Exercise material:
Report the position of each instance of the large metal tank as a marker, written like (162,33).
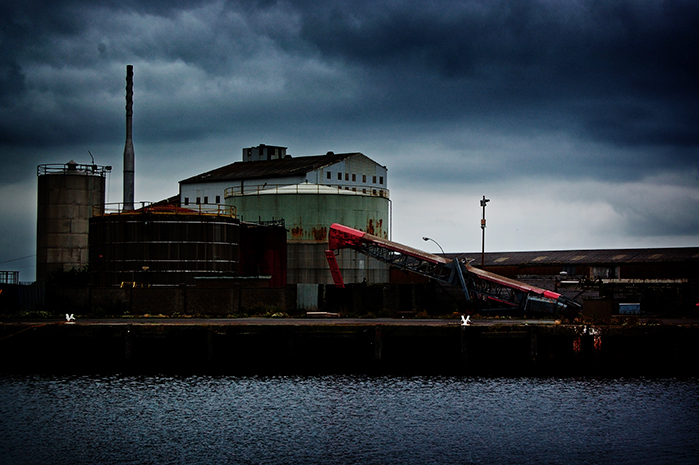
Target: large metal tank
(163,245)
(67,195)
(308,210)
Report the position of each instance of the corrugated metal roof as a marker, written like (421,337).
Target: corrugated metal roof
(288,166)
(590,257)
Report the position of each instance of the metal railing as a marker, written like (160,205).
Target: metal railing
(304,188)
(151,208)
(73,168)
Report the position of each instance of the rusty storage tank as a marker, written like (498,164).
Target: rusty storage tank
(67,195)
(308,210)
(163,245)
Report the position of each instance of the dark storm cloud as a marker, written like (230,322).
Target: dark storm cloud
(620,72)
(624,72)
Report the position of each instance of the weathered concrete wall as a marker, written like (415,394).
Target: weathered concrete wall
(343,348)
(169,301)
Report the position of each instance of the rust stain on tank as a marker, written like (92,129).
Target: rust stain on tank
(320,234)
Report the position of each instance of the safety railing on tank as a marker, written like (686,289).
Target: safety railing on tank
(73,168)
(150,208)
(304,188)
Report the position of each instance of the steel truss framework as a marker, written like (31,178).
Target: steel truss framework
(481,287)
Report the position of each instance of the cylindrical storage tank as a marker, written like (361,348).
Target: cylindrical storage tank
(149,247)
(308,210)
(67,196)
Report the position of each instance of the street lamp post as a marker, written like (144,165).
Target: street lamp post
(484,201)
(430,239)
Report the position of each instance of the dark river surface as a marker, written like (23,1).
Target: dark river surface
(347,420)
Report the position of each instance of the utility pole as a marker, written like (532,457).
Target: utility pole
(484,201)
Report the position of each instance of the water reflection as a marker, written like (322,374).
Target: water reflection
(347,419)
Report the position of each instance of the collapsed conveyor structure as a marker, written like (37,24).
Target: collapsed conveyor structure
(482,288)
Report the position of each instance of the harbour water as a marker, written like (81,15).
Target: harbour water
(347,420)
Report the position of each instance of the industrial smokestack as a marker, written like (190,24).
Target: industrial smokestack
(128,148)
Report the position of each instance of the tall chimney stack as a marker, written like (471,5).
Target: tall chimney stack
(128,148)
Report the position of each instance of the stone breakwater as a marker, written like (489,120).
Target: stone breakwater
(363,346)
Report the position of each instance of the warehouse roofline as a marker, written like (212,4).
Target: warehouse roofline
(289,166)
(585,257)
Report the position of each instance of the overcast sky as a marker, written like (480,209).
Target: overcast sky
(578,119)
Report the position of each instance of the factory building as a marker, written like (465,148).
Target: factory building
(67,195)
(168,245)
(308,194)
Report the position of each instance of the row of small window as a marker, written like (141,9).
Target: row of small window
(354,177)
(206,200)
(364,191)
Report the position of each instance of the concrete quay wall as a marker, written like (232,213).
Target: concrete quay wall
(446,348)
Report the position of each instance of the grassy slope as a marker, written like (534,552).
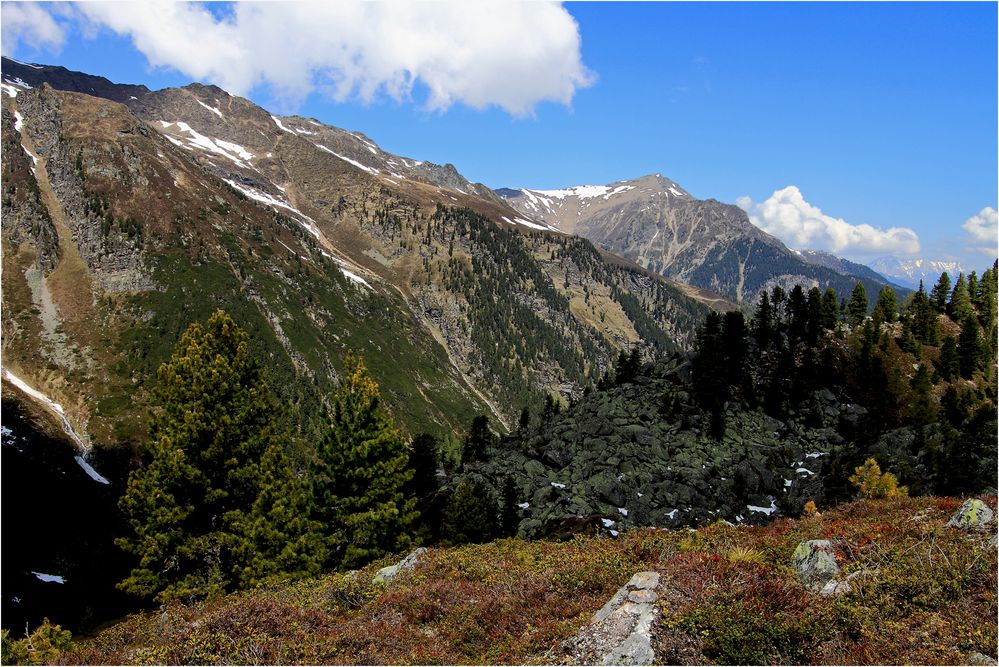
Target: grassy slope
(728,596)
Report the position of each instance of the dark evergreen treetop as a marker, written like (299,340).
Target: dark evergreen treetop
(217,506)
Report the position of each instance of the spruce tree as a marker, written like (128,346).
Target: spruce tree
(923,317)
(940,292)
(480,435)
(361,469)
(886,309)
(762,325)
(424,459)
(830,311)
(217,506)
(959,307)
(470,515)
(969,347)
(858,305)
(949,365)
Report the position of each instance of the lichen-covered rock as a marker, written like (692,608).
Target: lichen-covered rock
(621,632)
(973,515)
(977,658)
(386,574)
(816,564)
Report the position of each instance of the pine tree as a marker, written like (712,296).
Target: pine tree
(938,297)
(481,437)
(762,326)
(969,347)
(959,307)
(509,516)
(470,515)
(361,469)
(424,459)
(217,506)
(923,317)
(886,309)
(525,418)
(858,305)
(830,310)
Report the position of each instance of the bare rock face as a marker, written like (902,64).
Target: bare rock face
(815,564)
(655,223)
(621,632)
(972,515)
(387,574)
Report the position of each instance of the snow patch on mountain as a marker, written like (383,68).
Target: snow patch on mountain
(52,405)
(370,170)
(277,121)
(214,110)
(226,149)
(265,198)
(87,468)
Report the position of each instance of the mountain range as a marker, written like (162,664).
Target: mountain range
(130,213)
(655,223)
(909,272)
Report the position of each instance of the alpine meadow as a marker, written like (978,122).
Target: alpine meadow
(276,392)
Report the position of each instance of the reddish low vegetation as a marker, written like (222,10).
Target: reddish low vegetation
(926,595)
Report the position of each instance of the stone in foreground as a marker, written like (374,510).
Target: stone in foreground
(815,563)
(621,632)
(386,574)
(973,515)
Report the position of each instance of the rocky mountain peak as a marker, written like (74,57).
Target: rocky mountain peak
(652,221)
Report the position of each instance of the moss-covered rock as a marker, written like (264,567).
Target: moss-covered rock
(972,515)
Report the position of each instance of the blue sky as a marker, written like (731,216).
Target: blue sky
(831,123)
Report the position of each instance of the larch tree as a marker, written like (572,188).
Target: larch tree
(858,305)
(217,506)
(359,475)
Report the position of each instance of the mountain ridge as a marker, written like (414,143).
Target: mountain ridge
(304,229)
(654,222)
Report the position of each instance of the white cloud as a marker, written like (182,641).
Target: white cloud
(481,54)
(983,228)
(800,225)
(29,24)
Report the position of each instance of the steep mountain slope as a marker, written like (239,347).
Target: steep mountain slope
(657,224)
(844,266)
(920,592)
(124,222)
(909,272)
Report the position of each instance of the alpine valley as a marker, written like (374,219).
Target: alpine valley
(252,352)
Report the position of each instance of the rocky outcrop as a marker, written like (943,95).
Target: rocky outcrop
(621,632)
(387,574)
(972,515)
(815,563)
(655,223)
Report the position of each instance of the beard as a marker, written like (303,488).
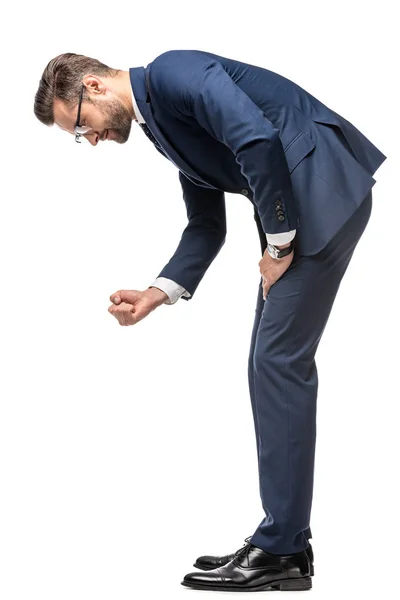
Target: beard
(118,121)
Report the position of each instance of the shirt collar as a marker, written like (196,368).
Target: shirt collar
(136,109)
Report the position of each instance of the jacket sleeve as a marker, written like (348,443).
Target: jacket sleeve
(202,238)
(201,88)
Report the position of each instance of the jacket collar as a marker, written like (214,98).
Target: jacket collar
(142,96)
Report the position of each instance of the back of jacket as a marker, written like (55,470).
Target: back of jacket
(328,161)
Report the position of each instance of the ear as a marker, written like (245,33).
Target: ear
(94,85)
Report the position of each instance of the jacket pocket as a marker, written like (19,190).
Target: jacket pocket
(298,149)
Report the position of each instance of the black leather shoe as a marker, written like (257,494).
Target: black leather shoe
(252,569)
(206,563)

---

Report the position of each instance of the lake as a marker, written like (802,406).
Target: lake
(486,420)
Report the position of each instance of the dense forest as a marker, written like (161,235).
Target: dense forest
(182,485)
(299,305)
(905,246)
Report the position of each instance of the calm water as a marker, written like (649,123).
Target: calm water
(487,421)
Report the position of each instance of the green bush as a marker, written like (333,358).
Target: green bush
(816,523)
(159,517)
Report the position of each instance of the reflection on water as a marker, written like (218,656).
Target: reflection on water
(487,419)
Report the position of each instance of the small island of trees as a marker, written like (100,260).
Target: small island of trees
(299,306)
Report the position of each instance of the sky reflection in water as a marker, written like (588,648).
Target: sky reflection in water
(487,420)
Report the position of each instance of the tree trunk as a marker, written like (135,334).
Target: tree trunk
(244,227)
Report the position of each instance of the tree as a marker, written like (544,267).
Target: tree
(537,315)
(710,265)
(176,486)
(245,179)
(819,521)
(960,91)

Problem to work on:
Please give back, exactly as it stands above, the stretch from the line with "Report the position of each instance of the sky" through the line with "Report the position of each instance of the tree as", and no line outside it.

Answer to this task:
Report the position of each instance of the sky reflection in water as a marker, written like (588,648).
Target: sky reflection in water
(487,420)
Report the position of each instance of the tree trunk as a marker, written like (135,334).
Target: tree trunk
(244,227)
Report the position of each instance of the tree as a marker, written like (544,267).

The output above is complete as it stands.